> USING THE INFORMATION:
**a)** In the text on ball tampering, who was quoted comparing law 41.3.2 to prohibition?
**b)** List every person named in the text on ball tampering.
**c)** From the text on ball tampering, return word for word the passage starting at "As the ICC Cricket" and ending at "not. Too ambiguous.".
:: GIVEN TEXT ::
The late Bob Woolmer summed up MCC's law 41.3.2 best when he famously said: "It's like prohibition: the more you ban alcohol, the more it goes underground. The more laws you make to try to stop it being done, the more the players go the other way."

As the ICC Cricket Committee acknowledged, this sport needs enhanced hygiene measures on the ground, now more than ever. With saliva out of the way, who is to say those not blessed with generous sweat glands on the forehead wouldn't go the Fanie de Villiers way of using the armpits. Imagine being a slip fielder in this COVID world watching this and the next ball kisses the outside edge and flies towards you.

The best way, therefore, is to standardise the "artificial substance" to be used - a sandpaper or a special wax - and have its application performed in full view of the umpires (as with cleaning the seam). MCC's blessing here would create a level playing field in this highly professional setup, reduce avenues for cheating and if anything, create a safer atmosphere around the game.

Counterview: Definitely not. Too ambiguous.

Imagine David Warner's shock. He logs off TikTok and stumbles upon an ICC announcement that says his 'crime' - the one he served a year's ban for - is actually legal now. Allowing players to tamper the ball will come as a big slap in the face of Cricket Australia, and their much-publicised reaction to the Newlands Test saga from 2018, when they handed out lengthy bans to three players, underwent a culture review and vigorously attempted an image change.
:::
:: SUPPLIED RECORDS ::
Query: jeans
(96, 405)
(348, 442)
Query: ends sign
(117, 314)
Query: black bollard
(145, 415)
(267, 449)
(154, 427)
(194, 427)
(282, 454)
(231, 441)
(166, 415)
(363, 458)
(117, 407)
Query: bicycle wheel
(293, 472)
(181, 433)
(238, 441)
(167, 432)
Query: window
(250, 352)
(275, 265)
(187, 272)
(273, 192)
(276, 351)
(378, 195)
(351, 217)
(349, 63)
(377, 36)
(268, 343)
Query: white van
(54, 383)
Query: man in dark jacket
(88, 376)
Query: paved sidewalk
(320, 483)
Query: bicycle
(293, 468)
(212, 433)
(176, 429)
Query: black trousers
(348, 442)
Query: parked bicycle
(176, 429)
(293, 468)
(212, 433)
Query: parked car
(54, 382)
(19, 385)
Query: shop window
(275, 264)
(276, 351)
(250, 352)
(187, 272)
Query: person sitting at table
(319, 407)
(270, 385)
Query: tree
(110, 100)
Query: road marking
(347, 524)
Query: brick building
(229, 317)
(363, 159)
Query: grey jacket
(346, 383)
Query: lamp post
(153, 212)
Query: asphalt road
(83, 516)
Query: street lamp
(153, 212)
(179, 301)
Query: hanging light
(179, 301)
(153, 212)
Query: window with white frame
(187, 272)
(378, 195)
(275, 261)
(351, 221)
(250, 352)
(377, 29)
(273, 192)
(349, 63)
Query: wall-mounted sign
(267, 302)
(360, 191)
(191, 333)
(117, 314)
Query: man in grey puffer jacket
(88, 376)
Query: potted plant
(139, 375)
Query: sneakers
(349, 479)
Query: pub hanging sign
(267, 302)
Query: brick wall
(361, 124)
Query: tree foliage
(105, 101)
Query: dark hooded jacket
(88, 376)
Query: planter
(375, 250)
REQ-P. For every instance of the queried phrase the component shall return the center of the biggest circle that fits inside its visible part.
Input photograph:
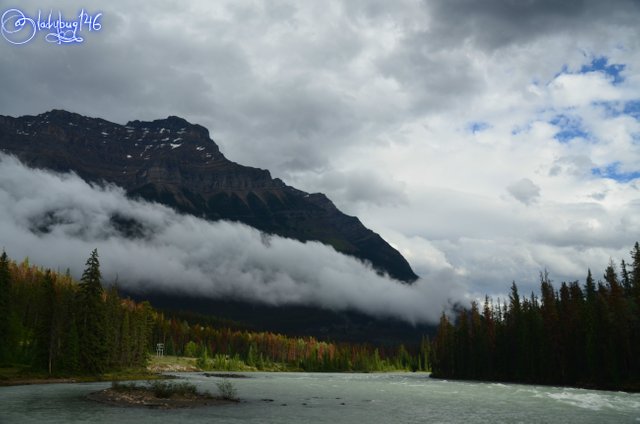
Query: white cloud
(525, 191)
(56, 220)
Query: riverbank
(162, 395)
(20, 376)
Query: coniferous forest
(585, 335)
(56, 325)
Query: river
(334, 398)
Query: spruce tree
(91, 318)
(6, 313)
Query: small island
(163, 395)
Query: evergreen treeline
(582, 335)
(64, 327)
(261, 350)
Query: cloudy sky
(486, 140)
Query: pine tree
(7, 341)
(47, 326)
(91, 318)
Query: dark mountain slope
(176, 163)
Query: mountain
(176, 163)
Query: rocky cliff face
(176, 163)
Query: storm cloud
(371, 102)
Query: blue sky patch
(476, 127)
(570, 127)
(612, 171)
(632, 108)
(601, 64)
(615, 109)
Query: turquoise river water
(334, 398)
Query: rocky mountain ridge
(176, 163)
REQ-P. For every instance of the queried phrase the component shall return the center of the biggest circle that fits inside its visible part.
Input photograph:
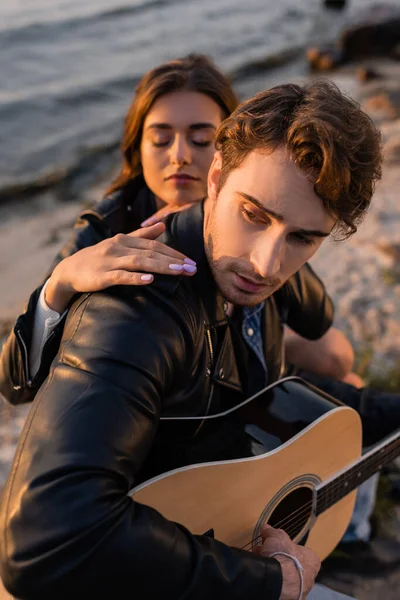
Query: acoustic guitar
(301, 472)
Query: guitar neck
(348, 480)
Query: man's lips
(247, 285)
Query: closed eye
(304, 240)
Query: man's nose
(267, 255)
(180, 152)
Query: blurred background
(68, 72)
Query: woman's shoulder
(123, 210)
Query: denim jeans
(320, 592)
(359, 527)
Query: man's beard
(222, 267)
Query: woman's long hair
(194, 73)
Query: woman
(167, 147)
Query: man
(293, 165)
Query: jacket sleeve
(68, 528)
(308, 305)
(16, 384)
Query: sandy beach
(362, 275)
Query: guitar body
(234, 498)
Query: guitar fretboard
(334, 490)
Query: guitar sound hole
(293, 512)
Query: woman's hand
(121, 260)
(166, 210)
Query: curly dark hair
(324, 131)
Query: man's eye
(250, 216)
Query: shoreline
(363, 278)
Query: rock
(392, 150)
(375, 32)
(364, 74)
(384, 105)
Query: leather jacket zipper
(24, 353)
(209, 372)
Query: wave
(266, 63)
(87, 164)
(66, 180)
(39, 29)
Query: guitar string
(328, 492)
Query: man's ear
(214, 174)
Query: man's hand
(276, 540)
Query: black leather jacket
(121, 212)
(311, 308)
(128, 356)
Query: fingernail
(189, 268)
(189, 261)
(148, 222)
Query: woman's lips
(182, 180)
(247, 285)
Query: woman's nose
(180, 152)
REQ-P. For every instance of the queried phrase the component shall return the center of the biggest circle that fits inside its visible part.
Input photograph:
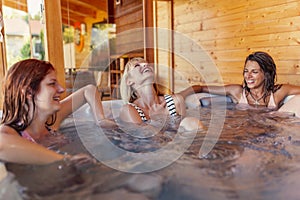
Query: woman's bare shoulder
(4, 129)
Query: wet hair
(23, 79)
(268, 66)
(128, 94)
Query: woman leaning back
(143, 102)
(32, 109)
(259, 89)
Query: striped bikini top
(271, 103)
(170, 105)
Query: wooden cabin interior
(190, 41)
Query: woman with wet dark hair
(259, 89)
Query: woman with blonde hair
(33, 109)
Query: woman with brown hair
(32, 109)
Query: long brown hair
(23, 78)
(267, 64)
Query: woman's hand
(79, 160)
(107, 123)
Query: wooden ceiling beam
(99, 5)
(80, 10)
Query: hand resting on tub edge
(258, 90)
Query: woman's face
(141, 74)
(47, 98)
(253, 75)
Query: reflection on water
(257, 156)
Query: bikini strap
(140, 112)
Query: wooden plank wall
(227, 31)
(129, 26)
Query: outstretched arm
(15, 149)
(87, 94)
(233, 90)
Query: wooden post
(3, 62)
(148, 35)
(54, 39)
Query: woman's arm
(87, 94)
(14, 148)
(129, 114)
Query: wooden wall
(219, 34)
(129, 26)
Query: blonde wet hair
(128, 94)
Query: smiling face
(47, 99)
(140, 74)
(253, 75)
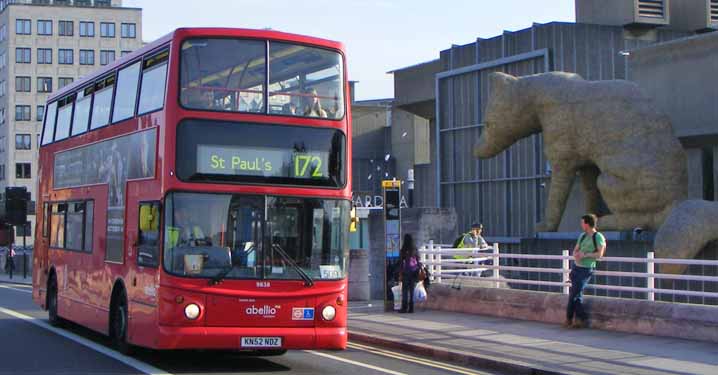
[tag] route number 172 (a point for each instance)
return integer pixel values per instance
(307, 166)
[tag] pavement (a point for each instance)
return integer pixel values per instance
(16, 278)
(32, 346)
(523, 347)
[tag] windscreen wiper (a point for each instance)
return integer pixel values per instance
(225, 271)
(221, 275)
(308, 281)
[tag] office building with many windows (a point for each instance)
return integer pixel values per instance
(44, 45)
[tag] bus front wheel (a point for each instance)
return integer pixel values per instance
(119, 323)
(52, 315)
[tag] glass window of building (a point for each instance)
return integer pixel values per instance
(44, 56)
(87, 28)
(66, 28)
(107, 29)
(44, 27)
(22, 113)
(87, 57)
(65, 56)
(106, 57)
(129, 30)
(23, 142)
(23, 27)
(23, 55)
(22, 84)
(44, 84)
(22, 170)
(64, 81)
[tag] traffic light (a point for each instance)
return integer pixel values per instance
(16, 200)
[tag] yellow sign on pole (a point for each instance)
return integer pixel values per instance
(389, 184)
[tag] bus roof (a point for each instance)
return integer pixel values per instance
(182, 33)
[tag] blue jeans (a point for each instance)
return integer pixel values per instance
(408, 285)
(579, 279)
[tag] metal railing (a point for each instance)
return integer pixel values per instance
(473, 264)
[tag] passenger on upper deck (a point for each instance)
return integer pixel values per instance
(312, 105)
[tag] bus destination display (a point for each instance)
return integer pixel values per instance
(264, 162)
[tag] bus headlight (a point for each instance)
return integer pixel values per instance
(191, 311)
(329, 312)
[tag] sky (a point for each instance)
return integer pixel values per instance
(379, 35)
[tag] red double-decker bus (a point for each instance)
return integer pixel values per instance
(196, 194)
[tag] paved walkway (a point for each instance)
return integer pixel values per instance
:::
> RESULTS BY TASK:
**a)** Bob Woolmer

**b)** Bob Woolmer, Fanie de Villiers, David Warner

**c)**
As the ICC Cricket Committee acknowledged, this sport needs enhanced hygiene measures on the ground, now more than ever. With saliva out of the way, who is to say those not blessed with generous sweat glands on the forehead wouldn't go the Fanie de Villiers way of using the armpits. Imagine being a slip fielder in this COVID world watching this and the next ball kisses the outside edge and flies towards you.

The best way, therefore, is to standardise the "artificial substance" to be used - a sandpaper or a special wax - and have its application performed in full view of the umpires (as with cleaning the seam). MCC's blessing here would create a level playing field in this highly professional setup, reduce avenues for cheating and if anything, create a safer atmosphere around the game.

Counterview: Definitely not. Too ambiguous.